Shift every bounding-box coordinate by -53 in the rows from the line with "Bounding boxes for sky." to the line with "[134, 273, 146, 305]", both included, and write out all of those rows. Keep the "Bounding boxes for" lines and their "e.g." sample coordinates unchanged.
___ Records for the exercise
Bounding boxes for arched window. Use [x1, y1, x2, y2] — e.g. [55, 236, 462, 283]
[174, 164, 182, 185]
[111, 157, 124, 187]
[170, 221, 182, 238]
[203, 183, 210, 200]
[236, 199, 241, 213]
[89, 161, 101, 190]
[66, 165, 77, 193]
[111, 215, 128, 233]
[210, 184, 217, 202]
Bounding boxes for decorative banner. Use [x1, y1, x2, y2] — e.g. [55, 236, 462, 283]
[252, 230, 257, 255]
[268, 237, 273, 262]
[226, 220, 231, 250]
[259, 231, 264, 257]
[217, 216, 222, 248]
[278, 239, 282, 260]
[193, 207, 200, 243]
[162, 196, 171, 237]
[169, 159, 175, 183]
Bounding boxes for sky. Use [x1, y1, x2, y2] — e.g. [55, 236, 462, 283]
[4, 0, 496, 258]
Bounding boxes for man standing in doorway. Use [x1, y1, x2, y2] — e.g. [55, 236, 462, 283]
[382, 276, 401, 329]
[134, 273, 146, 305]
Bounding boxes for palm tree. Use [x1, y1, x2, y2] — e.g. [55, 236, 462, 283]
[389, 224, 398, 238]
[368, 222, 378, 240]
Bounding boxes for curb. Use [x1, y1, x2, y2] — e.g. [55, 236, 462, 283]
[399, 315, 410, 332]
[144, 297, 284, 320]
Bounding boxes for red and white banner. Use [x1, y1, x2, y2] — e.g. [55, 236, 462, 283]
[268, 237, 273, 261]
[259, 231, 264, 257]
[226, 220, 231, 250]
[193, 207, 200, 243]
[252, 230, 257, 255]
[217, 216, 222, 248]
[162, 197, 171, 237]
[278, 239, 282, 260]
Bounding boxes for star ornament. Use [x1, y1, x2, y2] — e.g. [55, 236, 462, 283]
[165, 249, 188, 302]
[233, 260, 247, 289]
______
Reply to the exercise:
Bounding boxes for sky. Use [x1, y1, x2, y2] — e.g. [55, 236, 462, 283]
[-49, -53, 443, 205]
Bounding boxes for man standing in doorway. Use [x1, y1, x2, y2] — e.g. [55, 236, 462, 283]
[329, 223, 348, 276]
[81, 220, 93, 252]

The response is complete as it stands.